SUPPLIED DATA -
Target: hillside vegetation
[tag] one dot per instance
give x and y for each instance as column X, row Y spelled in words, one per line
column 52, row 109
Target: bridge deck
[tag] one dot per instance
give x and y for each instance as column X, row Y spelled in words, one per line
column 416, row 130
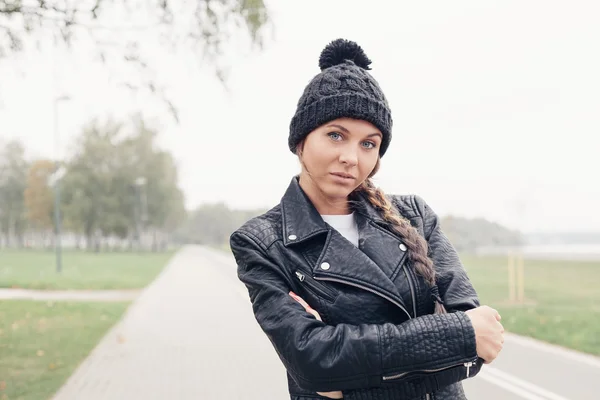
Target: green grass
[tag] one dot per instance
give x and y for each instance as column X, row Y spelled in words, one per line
column 42, row 343
column 562, row 299
column 81, row 270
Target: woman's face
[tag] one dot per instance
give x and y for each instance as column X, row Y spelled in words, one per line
column 337, row 157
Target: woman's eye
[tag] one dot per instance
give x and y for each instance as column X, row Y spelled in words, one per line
column 369, row 145
column 335, row 136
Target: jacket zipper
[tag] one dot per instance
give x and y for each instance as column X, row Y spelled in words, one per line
column 309, row 282
column 412, row 289
column 367, row 289
column 467, row 365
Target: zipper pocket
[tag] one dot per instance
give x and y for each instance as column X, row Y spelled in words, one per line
column 315, row 287
column 466, row 365
column 412, row 288
column 369, row 290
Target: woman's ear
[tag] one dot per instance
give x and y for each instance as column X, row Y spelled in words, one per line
column 299, row 149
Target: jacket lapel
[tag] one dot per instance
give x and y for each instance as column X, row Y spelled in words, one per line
column 372, row 266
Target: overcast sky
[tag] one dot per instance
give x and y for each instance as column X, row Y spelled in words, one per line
column 496, row 106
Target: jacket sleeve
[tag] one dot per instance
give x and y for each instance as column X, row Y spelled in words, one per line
column 322, row 357
column 454, row 285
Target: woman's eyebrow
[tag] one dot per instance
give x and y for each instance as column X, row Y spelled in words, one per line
column 340, row 127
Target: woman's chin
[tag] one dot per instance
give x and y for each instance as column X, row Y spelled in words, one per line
column 336, row 192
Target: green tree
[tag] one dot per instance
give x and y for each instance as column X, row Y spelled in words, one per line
column 38, row 196
column 121, row 185
column 203, row 28
column 13, row 176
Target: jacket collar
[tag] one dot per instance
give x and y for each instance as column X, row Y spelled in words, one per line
column 301, row 220
column 373, row 265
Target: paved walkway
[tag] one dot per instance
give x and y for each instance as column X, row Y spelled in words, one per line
column 69, row 295
column 191, row 335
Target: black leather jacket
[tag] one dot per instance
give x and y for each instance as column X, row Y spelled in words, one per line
column 379, row 338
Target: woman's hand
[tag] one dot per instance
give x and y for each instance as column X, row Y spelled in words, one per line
column 309, row 309
column 489, row 332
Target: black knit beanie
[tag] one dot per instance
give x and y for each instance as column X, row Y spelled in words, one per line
column 343, row 89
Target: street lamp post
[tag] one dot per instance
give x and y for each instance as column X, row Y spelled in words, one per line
column 57, row 217
column 141, row 215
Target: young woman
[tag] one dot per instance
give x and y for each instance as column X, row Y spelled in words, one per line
column 361, row 294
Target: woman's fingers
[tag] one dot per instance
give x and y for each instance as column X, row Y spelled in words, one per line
column 304, row 304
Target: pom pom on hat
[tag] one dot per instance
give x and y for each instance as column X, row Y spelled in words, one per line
column 341, row 50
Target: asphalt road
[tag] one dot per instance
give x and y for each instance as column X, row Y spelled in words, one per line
column 192, row 335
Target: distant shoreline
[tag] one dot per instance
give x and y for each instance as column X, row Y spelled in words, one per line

STATED GOAL - Echo back the material above word for word, beginning with the line containing "Target: paved walkway" and continuing through the line containing "column 379, row 338".

OUTPUT -
Target: paved walkway
[tag] one dot per instance
give x and y for each instance as column X, row Y spelled in words, one per line
column 69, row 295
column 191, row 335
Target: black leather jacket
[tag] one dot per instance
give x and y for each instance as column X, row Y spelled in words, one per line
column 379, row 338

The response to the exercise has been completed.